* _What this task involves_
List as numbered lines the stretch of the entries from the start through the line that contains "positive clicks: (204, 102)", both ends included, leaving out blank lines and pictures.

****************

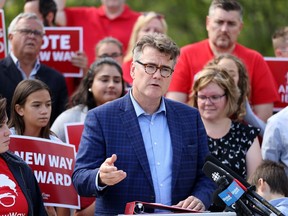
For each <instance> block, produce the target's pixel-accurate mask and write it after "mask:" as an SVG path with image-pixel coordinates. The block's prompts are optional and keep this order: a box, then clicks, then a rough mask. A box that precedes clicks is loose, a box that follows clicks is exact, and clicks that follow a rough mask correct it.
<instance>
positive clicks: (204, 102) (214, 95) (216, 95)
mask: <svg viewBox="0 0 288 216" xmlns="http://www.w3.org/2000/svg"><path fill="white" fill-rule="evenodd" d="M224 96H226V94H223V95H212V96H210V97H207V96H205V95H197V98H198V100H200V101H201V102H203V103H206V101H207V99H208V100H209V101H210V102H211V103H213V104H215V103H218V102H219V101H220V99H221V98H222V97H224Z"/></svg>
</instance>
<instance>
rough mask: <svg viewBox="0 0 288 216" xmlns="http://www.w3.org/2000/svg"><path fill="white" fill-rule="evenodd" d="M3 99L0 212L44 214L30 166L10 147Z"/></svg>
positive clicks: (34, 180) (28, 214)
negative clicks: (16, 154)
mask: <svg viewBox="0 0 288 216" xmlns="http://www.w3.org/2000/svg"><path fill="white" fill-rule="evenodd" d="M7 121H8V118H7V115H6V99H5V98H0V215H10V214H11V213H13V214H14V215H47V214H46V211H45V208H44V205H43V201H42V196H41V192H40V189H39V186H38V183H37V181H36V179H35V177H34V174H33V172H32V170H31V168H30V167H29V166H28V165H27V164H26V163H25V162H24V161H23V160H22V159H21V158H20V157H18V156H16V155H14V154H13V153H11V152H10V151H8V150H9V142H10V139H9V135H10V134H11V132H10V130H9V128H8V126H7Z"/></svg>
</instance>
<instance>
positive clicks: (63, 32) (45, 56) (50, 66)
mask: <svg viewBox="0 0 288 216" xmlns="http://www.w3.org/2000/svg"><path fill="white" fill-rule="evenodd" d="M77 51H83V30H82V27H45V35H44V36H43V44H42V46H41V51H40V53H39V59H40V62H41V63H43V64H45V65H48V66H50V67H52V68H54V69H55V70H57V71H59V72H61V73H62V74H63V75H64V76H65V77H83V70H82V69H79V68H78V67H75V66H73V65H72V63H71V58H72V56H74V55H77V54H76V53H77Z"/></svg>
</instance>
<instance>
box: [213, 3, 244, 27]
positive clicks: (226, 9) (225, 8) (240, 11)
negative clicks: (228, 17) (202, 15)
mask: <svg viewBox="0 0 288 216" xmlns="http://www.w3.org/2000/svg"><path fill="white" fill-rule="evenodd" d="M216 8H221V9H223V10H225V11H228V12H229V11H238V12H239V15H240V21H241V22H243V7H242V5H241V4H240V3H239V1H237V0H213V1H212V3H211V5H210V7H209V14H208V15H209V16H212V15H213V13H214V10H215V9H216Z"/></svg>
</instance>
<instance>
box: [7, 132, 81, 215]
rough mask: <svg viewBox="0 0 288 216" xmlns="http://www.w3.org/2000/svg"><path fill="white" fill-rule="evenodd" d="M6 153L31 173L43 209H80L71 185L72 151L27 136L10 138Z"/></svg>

****************

* _Response below_
1. For each <instance> block, produce the target's pixel-accurate mask and write it after "mask:" as an SVG path with image-pixel coordinates. The block's prompts are optional and keep this order: a box, then clicks, then a rough mask. A box that precedes clicks is loose, a box that follows clicks is exact, and clicks that follow a rough mask correct it.
2. <instance>
3. positive clicks: (204, 102) (214, 95) (216, 95)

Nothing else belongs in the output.